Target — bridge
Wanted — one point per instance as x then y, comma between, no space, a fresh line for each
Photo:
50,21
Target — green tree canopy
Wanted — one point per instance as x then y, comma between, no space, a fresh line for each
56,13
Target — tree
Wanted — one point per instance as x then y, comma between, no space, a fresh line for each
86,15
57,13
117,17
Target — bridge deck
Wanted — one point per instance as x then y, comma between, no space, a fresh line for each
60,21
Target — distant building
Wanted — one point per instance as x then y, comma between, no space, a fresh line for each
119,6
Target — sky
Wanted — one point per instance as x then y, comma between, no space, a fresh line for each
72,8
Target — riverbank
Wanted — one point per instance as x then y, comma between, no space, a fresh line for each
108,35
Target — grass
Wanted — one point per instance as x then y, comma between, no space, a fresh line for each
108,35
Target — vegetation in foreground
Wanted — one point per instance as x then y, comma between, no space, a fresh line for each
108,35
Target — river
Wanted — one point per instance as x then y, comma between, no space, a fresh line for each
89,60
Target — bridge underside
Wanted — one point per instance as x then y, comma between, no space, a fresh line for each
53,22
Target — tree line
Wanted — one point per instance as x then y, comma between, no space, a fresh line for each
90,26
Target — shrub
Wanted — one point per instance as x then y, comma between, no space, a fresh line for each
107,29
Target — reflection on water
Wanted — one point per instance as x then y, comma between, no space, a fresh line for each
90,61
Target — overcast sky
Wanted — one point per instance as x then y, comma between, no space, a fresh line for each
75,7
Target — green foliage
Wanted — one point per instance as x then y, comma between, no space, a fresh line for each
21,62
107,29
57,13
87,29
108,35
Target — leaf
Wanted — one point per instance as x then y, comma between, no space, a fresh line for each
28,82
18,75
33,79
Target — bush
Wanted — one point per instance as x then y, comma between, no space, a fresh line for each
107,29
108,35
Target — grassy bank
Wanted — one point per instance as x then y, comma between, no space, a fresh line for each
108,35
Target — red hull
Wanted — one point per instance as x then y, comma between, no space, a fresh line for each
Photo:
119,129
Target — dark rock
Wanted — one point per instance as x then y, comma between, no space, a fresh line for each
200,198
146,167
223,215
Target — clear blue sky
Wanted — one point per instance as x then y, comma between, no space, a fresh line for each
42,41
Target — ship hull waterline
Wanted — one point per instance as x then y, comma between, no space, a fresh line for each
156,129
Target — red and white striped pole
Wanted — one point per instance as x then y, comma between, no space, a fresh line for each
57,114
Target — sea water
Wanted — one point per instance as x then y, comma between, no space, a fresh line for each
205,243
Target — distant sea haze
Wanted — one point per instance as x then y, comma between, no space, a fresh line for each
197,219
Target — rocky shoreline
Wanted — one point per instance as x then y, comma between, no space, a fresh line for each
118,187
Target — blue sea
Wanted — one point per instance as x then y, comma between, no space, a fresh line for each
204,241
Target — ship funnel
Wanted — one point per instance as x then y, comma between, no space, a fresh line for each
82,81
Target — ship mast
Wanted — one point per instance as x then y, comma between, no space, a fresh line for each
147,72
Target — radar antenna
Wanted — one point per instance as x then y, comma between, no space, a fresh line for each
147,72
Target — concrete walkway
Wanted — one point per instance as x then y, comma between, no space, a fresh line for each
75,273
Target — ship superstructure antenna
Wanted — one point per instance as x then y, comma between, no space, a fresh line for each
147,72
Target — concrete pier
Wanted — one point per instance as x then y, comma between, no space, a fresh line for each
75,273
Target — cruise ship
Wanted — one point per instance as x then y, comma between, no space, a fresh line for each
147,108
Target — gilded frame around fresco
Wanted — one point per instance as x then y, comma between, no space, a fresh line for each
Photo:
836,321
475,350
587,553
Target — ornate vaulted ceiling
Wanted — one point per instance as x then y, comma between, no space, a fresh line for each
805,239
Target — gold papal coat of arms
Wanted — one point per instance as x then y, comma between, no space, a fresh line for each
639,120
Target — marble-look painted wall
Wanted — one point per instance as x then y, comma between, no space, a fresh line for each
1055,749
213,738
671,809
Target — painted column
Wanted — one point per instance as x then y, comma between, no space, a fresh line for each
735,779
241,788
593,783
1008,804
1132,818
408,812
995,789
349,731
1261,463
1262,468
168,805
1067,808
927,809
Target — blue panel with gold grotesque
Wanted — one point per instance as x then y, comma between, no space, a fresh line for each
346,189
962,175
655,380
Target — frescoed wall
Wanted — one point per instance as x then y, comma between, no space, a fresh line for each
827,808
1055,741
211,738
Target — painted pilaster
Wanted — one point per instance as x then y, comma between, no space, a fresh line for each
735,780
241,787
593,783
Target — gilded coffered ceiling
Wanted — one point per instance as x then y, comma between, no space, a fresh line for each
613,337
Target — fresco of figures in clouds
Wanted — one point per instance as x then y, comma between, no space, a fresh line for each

-------

#### Problem description:
Using the records above, copy word for word the line with "Target — leaf", the line with "Target — concrete walkway", and every line between them.

#### Task output:
Target — leaf
Wanted — one point per instance as x then y, comma between, no space, a fresh line for each
28,82
18,75
33,79
Target — bush
Wanted — one point per instance as x then y, comma between, no space, a fresh line for each
107,29
108,35
Target — grassy bank
Wanted — one point per instance as x then y, comma between, no space, a fresh line for each
108,35
Target — red hull
Wanted — one point per instance as x then y, comma between, no space, a fresh line for each
Photo:
119,129
Target — dark rock
Wanted — one point per instance as x then y, comma between, no space, a fresh line for each
200,198
146,167
223,215
Target — clear blue sky
Wanted — one point per instance as x then y, comma between, no space, a fresh line for each
42,41
Target — ship hull waterline
Wanted — one point per instance as x then y, comma between, no space, a fresh line for each
156,129
Target — red and white striped pole
Wanted — one point per instance as x then y, comma between, no space, a fresh line for each
57,114
Target — sea water
Wanted — one point per instance as x then y, comma between, no space, a fresh line for each
205,243
Target — distant sea haze
Wanted — one point per instance as x then y, comma between, no space, a fresh line for each
197,219
Target — rocky shoreline
Wanted — one point per instance as x then y, comma between, no space, a fresh line for each
118,187
Target — blue sea
Wanted — one point per instance as x then y, comma between, no space, a fresh line for each
204,241
Target — ship funnel
Wanted — one point per instance as x then y, comma between, no space, a fresh line for each
82,81
Target — ship mast
Wanted — one point per instance as x then y, comma between, no space, a fresh line for each
147,72
Target — radar antenna
Wanted — one point per instance as x then y, comma between, no space, a fresh line for each
147,72
Target — concrete walkway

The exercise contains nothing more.